● TE ANALYSEREN TEKST:

____

# Spieren & Gewrichten > Sport en spieren >  Ik wil weer een mooi lichaam

## smcbouw

Ik ben sinds mijn carriere switch (eigen onderneming) niet meer aan het trainen ten eerste deed ik kickboxen en fitness ,kickboxen vond ik erg blessure gevoelig ik mis mn sport wel maar als ik na een dag werken thuis kom ben ik moe en heb ik nadat ik mijn kind in bed heb gelegd pas tijd voor mezelf en heb ik eigenlijk nergens geen zin meer in. Sinds mijn carriere switch ben ik ook niet meer op mijn voeding gaan letten dus je raad het al ik ben wel een stuk dikker geworden maar ga het nu wel vervelend vinden,dus ik ben eigenlijk op zoek naar een voedingsschema om weer goed droog gespierd te worden met een trainings schema daarop afgestemd ik weeg nu 115 kg en ben 1,92 m lang en ben 34 jaar en het meeste vet zit rond mijn middel .

____

● TE VOLTOOIEN TAKEN:
1. Vervang in het forumbericht, van "Ik ben sinds" tot "mijn middel .", het woord "kickboxen" door "karate".
2. Waar zit volgens het forumbericht het meeste vet?
3. Geef bij elke bewering aan of deze met het forumbericht overeenstemt. Antwoord met ja of nee en citeer de doorslaggevende woorden letterlijk uit het forumbericht.
(a) Kickboxen werd als erg blessuregevoelig ervaren.
(b) De leeftijd die wordt genoemd, is 30 jaar.
(c) Sinds de carrièreswitch is er op de voeding gelet.

____

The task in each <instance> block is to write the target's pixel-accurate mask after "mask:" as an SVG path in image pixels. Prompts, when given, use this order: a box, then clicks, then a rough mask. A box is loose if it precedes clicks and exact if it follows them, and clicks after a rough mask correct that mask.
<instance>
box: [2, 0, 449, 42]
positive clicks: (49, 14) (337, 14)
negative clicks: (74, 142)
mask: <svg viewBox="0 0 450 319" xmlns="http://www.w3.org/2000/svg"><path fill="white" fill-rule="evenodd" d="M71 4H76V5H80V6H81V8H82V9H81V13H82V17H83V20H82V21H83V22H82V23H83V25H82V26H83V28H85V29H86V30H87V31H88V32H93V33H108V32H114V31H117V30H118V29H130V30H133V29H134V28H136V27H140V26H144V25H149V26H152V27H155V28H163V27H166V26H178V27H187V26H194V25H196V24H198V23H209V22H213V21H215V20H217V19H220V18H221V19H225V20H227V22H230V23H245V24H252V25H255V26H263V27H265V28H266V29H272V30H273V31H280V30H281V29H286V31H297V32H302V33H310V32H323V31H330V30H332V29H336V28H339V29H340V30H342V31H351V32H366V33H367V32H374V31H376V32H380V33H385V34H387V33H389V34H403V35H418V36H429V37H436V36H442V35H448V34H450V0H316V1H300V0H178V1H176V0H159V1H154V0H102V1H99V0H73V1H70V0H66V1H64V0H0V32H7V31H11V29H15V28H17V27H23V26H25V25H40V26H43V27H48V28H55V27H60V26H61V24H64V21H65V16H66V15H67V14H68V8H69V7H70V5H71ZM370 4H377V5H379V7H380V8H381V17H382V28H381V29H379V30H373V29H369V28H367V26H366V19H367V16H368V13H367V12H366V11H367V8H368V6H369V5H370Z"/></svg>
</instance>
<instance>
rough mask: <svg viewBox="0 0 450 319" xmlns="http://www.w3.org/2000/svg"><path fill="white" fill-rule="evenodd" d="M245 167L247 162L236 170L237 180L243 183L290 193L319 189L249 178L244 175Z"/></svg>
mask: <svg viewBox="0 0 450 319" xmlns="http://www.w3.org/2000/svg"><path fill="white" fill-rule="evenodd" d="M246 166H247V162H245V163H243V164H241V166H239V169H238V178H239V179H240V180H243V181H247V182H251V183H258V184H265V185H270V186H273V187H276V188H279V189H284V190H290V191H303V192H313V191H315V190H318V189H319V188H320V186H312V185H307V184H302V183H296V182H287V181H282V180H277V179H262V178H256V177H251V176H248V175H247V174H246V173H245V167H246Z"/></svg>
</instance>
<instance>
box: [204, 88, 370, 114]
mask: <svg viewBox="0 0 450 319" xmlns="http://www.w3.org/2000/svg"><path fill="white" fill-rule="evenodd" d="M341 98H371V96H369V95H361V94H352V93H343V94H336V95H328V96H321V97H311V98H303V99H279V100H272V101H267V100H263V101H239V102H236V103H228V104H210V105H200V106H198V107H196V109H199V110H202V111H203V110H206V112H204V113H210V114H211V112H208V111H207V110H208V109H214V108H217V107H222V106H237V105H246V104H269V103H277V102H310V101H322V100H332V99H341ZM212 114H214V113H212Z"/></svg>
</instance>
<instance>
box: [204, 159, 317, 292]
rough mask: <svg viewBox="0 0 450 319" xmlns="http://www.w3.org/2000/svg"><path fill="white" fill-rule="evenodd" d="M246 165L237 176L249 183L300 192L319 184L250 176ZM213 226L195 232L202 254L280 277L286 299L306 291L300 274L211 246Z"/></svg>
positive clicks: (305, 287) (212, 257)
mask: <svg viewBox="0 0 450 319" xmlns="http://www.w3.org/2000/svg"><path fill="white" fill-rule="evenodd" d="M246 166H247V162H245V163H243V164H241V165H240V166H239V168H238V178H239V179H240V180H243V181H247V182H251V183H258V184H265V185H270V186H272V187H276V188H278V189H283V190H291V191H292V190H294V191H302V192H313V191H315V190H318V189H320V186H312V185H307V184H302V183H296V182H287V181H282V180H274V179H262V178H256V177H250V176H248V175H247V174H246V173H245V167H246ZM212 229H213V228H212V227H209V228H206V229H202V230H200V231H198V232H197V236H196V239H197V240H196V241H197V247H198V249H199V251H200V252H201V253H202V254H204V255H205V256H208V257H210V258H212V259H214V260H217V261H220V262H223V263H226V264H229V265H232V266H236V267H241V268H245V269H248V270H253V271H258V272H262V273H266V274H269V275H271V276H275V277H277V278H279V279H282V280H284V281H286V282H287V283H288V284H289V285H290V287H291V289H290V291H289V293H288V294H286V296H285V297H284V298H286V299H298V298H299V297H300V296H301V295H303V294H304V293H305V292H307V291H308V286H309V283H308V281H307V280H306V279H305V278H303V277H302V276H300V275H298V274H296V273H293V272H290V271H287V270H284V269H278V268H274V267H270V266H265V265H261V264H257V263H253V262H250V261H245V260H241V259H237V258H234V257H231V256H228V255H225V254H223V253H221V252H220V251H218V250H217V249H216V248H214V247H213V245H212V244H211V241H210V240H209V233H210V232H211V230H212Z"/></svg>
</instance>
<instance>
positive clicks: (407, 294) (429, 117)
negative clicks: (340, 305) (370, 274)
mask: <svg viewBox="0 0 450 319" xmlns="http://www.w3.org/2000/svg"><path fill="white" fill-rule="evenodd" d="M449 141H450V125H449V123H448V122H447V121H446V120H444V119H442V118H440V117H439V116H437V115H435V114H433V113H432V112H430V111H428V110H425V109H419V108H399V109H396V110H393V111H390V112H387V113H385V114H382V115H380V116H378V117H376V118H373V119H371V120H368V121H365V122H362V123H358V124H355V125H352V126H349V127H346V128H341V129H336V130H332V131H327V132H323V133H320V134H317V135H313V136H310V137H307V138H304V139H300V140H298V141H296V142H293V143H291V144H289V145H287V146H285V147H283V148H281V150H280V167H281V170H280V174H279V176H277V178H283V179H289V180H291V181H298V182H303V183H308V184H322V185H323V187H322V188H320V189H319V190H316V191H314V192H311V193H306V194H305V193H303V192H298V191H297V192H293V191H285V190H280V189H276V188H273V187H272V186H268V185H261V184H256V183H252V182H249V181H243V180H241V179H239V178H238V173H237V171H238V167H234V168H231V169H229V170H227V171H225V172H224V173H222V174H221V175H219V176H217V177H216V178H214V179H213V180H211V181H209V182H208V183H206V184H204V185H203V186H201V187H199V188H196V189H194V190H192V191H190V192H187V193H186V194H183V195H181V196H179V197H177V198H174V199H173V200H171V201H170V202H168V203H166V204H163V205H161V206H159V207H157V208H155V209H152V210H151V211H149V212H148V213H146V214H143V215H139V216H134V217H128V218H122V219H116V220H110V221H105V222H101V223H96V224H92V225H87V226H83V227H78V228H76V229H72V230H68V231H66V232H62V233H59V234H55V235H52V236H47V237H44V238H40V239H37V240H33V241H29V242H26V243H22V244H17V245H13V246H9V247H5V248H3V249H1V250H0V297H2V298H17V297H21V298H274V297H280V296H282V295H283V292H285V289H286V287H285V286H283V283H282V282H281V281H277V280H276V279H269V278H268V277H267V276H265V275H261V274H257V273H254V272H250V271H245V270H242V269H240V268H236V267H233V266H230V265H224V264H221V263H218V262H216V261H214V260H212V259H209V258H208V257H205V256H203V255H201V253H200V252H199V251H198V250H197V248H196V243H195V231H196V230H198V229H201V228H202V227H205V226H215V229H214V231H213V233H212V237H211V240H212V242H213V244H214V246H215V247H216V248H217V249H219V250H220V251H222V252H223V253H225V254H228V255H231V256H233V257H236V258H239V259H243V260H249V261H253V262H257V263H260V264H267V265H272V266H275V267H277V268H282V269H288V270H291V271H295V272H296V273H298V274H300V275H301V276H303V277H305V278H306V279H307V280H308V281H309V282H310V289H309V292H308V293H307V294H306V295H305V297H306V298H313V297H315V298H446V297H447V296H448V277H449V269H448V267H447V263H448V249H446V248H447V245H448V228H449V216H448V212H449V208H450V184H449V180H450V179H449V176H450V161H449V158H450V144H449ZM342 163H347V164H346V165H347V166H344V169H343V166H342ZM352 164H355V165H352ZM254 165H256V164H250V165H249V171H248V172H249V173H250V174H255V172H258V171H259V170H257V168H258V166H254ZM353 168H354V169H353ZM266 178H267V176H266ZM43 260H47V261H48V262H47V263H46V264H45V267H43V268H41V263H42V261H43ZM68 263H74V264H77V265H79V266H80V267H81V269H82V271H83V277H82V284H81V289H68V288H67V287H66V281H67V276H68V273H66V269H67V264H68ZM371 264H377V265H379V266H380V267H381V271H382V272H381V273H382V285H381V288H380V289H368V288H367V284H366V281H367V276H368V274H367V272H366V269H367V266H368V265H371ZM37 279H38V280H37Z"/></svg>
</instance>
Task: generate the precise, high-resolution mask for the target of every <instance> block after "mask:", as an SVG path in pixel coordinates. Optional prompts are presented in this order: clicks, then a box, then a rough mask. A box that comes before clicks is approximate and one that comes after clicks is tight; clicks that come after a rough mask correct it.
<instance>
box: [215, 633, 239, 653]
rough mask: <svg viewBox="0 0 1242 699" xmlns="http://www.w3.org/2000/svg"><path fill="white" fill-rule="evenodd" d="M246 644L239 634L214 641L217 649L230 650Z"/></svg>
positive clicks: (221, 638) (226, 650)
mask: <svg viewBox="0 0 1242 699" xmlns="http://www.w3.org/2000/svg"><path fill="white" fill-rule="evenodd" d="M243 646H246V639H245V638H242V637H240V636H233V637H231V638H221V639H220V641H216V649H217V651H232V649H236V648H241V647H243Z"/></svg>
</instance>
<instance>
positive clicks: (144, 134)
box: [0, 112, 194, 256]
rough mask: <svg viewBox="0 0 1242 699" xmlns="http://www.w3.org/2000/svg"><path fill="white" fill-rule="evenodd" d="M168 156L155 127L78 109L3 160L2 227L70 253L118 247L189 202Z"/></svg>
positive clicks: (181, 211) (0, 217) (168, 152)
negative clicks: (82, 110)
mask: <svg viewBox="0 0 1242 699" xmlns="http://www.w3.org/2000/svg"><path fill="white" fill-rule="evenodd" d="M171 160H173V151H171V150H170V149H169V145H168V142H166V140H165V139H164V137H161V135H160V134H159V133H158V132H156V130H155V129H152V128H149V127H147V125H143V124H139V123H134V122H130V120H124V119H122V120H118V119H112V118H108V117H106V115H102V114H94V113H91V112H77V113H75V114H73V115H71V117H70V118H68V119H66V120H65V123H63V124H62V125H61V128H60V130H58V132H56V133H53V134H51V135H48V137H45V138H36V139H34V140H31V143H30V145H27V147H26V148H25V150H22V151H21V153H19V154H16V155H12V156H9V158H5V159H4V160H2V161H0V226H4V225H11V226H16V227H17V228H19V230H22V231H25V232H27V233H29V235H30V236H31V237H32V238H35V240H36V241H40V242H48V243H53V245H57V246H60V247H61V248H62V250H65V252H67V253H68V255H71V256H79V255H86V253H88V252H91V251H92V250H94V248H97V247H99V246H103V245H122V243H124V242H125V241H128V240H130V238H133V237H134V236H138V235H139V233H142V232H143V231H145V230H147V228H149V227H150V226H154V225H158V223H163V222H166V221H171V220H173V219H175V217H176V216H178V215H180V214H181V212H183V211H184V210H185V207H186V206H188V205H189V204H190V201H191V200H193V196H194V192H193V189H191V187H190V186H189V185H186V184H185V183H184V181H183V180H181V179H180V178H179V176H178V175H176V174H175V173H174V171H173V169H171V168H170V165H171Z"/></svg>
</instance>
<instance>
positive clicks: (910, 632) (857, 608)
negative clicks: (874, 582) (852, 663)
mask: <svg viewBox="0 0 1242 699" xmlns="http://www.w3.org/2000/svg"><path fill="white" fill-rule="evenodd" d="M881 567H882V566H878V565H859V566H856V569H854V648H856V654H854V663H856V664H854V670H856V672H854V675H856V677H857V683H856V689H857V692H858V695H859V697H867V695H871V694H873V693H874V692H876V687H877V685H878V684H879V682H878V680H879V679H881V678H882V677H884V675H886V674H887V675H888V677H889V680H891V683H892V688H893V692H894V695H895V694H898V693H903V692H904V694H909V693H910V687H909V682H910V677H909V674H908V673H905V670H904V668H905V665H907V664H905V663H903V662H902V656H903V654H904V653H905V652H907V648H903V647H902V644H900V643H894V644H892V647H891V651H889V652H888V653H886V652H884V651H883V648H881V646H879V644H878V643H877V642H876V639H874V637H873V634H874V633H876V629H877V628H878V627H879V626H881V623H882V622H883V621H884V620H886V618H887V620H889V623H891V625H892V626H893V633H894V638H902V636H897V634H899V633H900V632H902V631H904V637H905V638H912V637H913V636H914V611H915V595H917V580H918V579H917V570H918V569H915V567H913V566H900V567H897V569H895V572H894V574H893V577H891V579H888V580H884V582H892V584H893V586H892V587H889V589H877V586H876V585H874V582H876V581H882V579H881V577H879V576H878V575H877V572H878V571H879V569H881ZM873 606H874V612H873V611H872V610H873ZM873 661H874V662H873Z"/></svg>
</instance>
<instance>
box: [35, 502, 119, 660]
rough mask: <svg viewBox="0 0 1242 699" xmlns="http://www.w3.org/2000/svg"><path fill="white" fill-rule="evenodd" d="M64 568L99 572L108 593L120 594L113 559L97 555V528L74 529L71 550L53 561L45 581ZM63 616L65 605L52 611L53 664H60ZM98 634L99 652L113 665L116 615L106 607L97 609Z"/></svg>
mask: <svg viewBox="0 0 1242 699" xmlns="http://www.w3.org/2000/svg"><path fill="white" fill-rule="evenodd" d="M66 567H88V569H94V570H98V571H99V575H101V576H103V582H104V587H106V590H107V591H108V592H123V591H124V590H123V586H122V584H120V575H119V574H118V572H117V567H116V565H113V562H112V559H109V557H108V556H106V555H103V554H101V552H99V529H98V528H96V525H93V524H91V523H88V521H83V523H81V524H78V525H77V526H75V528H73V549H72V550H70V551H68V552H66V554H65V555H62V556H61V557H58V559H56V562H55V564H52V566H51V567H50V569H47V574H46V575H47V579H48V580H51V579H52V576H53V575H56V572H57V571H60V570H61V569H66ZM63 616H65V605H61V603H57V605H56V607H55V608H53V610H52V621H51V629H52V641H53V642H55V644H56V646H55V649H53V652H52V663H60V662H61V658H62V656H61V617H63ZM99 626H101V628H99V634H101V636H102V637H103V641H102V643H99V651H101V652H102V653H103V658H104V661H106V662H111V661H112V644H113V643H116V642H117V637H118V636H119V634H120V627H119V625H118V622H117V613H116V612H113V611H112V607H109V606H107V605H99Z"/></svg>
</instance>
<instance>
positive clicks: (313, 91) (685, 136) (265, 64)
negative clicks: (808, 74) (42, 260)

____

● OPLOSSINGEN:
1.
Ik ben sinds mijn carriere switch (eigen onderneming) niet meer aan het trainen ten eerste deed ik karate en fitness ,karate vond ik erg blessure gevoelig ik mis mn sport wel maar als ik na een dag werken thuis kom ben ik moe en heb ik nadat ik mijn kind in bed heb gelegd pas tijd voor mezelf en heb ik eigenlijk nergens geen zin meer in. Sinds mijn carriere switch ben ik ook niet meer op mijn voeding gaan letten dus je raad het al ik ben wel een stuk dikker geworden maar ga het nu wel vervelend vinden,dus ik ben eigenlijk op zoek naar een voedingsschema om weer goed droog gespierd te worden met een trainings schema daarop afgestemd ik weeg nu 115 kg en ben 1,92 m lang en ben 34 jaar en het meeste vet zit rond mijn middel .

2. Rond het middel.

3.
(a) Ja: "kickboxen vond ik erg blessure gevoelig"
(b) Nee: "ben 34 jaar"
(c) Nee: "Sinds mijn carriere switch ben ik ook niet meer op mijn voeding gaan letten"